EXERCISE:
Pick out each line in the material below that contains the string "pole" and copy it. Matches must have the same uppercase and lowercase letters.
-- start --
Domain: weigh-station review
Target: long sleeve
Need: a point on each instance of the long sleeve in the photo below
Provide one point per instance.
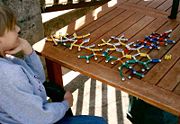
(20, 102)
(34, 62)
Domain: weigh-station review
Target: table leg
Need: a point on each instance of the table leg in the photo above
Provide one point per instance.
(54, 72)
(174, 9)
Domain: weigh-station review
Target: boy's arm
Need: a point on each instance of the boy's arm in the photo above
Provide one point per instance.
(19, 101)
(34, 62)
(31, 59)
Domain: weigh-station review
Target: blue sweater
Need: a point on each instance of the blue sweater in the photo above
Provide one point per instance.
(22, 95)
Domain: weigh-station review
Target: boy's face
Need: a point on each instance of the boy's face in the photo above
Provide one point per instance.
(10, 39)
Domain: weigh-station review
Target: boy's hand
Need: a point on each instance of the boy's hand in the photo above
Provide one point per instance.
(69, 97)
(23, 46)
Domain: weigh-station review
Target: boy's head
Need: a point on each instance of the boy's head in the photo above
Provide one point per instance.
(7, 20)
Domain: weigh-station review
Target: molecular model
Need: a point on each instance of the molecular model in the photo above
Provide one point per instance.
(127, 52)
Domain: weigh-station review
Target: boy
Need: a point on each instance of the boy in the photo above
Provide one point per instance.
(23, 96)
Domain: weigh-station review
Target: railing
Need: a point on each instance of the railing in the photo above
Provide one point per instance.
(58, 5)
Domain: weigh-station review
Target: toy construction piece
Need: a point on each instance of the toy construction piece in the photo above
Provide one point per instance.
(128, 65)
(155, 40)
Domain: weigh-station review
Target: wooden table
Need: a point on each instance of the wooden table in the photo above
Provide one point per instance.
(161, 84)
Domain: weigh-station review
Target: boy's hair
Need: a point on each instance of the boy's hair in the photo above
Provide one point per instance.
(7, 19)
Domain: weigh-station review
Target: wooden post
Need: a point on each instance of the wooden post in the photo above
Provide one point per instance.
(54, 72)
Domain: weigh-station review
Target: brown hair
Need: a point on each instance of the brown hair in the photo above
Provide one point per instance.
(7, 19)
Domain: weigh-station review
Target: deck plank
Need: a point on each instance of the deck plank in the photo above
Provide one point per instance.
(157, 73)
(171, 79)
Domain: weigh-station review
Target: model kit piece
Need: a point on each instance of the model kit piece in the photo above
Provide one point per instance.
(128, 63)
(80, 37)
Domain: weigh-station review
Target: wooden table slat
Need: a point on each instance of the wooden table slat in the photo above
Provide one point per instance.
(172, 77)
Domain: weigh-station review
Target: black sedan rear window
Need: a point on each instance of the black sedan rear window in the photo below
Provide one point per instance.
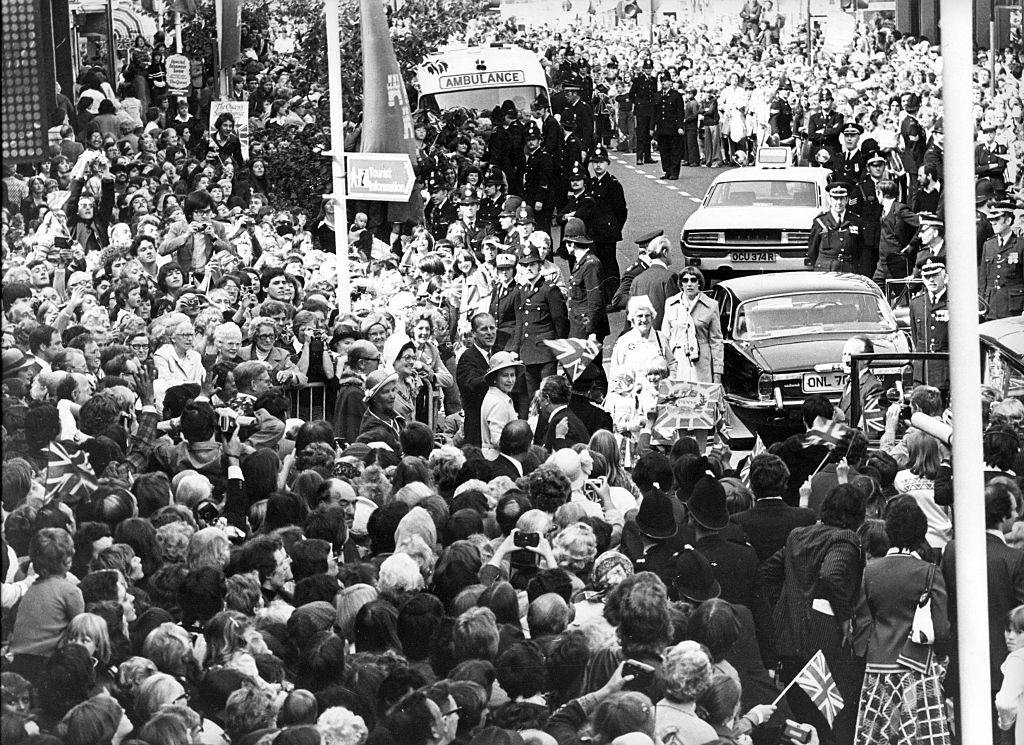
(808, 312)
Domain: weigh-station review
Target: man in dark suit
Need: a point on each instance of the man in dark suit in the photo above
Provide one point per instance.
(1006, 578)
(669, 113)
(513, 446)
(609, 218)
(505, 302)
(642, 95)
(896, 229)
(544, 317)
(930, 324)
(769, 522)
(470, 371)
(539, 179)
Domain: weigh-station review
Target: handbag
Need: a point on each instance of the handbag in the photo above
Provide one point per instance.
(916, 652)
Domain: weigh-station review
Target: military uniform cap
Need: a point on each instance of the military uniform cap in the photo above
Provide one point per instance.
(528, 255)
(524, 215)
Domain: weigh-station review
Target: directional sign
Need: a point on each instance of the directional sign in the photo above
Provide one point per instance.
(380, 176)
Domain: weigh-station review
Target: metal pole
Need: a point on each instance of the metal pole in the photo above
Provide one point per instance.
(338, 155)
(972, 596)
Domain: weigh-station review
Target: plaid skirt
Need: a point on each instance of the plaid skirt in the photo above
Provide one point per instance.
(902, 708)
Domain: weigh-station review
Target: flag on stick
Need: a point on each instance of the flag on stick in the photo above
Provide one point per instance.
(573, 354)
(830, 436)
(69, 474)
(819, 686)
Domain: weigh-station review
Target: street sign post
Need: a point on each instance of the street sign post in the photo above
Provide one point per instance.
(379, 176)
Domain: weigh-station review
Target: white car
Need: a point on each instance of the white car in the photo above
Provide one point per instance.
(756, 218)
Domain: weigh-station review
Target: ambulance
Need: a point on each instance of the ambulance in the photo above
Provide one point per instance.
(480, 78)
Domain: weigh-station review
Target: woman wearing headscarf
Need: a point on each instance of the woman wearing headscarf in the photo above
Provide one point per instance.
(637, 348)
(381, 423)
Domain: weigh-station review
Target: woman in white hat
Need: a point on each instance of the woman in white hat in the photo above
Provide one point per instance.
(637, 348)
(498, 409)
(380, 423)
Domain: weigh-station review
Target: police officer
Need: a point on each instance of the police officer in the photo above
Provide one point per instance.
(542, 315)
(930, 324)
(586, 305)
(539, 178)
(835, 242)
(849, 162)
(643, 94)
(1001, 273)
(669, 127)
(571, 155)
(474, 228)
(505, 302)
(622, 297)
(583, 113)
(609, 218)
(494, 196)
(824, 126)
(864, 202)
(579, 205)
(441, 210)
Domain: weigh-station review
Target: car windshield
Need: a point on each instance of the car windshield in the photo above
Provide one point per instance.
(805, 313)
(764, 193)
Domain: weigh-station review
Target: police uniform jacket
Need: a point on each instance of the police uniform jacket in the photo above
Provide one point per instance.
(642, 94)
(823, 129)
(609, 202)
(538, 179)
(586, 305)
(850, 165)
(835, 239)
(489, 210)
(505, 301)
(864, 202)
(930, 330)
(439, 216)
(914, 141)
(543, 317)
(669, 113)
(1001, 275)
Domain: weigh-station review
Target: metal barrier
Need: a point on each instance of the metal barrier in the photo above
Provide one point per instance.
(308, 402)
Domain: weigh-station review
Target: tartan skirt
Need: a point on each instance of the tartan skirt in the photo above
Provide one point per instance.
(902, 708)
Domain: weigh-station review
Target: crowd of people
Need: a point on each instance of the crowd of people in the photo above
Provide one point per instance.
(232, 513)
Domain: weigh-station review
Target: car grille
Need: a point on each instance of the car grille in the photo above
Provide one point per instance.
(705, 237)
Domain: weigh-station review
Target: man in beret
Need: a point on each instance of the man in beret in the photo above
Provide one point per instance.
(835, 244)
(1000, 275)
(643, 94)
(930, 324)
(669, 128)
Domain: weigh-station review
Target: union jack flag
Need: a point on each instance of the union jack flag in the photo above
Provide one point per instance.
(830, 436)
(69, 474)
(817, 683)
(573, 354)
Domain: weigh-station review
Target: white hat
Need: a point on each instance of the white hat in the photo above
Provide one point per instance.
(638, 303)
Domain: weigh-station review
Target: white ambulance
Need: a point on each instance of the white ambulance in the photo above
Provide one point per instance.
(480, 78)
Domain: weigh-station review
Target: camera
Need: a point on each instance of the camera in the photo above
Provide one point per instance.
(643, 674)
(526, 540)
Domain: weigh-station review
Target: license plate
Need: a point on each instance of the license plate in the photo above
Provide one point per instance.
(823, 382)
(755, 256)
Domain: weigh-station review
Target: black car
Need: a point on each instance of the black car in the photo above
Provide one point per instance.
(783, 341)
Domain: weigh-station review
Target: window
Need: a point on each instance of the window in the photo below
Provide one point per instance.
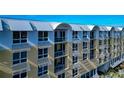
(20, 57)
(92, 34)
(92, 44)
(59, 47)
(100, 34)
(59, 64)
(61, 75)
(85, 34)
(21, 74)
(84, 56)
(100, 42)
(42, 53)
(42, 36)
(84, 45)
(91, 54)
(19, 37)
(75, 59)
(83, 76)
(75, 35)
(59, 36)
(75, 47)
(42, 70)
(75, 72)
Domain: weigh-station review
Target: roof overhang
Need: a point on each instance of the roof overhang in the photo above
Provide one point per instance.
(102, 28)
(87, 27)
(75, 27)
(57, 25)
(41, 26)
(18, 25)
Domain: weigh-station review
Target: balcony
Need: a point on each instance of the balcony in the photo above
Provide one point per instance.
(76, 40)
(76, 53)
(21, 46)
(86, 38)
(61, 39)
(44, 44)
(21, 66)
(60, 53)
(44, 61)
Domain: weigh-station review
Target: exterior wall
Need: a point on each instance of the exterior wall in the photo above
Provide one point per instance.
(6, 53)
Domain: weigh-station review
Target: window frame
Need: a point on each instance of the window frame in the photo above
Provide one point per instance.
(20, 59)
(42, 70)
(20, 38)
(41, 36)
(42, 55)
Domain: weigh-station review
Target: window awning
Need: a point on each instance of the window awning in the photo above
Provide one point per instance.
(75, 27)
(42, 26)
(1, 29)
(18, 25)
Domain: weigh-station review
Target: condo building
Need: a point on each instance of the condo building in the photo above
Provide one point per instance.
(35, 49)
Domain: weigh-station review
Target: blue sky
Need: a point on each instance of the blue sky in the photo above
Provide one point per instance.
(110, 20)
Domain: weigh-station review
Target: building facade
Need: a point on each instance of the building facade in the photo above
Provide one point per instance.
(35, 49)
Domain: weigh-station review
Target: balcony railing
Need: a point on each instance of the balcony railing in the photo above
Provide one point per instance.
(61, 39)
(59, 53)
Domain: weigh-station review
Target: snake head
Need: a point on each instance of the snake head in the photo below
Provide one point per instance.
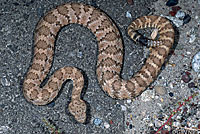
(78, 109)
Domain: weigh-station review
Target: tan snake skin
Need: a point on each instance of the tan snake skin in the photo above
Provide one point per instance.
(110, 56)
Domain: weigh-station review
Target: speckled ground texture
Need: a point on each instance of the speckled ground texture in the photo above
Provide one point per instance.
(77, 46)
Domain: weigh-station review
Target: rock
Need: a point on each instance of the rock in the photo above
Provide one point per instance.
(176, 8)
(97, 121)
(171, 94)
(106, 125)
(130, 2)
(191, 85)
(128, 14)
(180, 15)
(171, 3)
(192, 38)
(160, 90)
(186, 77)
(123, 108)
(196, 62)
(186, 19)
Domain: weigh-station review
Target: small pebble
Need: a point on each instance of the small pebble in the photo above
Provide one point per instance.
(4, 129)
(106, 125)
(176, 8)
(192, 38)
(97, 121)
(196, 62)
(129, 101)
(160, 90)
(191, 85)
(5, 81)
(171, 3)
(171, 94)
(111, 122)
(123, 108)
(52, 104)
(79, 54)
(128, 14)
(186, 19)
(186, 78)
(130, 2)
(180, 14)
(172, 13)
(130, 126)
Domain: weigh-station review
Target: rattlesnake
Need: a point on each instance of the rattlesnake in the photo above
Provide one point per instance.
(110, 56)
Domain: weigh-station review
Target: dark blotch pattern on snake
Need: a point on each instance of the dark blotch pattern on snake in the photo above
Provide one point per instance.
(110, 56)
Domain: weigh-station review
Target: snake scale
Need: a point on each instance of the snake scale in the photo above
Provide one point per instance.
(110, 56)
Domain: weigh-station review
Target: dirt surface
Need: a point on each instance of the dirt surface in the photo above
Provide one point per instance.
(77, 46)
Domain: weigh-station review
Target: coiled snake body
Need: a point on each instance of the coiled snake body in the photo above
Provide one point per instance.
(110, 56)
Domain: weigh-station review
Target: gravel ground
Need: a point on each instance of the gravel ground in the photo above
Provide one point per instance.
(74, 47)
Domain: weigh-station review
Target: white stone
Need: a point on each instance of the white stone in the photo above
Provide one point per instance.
-- end --
EXPECTED ANSWER:
Target: metal pole
Need: a point on each instance of the metal pole in the photo above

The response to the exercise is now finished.